Dataset entries:
************

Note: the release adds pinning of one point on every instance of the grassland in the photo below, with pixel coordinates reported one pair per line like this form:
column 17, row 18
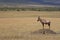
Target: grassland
column 16, row 25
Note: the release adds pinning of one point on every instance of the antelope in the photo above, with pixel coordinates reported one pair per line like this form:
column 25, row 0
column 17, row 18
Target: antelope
column 43, row 21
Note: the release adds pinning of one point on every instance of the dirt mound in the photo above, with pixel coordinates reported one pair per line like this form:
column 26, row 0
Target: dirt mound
column 45, row 31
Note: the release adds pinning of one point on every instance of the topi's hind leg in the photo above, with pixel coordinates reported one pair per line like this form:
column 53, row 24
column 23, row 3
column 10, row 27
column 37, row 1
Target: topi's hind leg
column 43, row 25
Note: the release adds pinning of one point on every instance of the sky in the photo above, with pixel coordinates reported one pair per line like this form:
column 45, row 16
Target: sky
column 46, row 2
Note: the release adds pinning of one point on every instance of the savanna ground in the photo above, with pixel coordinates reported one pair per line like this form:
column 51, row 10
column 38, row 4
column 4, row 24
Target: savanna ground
column 18, row 25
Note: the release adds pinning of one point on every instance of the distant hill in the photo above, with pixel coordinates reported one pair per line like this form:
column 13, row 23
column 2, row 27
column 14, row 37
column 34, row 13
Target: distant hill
column 29, row 2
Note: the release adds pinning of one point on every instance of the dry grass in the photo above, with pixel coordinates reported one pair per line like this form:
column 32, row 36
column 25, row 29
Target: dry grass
column 18, row 25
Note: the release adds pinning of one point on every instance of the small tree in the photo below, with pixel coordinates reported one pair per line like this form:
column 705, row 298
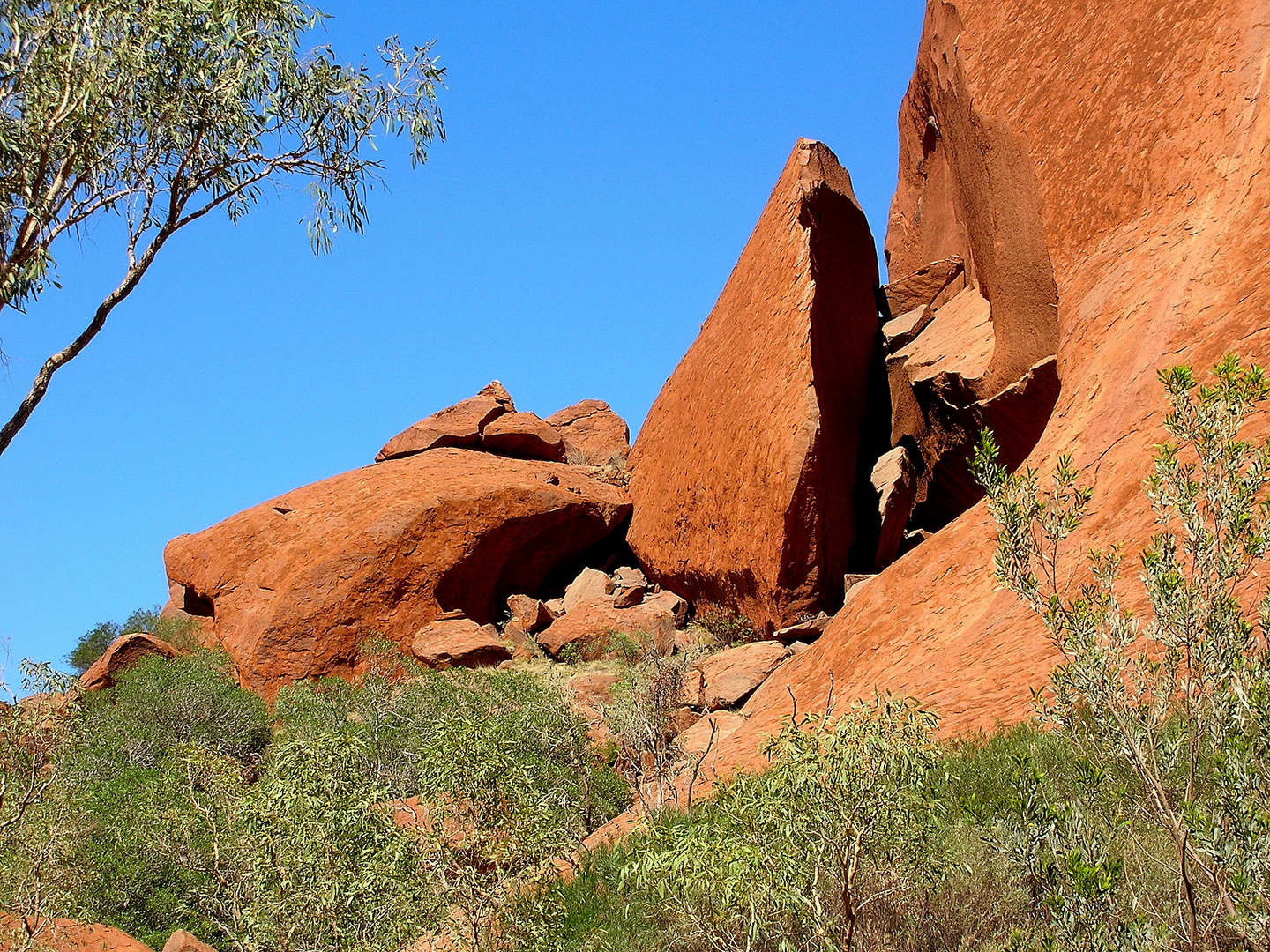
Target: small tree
column 1180, row 697
column 163, row 111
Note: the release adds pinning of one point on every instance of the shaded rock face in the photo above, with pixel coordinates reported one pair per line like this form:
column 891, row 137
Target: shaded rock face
column 292, row 587
column 122, row 654
column 747, row 472
column 1093, row 160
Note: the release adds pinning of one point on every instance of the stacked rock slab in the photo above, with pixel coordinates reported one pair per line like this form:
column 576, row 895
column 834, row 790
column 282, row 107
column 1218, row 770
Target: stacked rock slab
column 1129, row 144
column 291, row 588
column 746, row 471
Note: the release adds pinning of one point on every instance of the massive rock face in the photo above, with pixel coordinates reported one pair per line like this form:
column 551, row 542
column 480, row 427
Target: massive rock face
column 1099, row 167
column 292, row 587
column 747, row 473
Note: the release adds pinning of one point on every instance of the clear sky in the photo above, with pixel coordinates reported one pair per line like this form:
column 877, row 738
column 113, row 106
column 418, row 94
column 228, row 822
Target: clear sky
column 603, row 167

************

(What you will do): Reproduce every line in the records above that contains the word "below".

(Problem solution):
Note: the release adds pinning of one point on every instance of the grassland in the photo below, with pixel coordinates reported one pair per line like this form:
Note: the release adds pinning of one point on every instance of the small tree in the photo below, with pixel coordinates reported one pair per line like this form:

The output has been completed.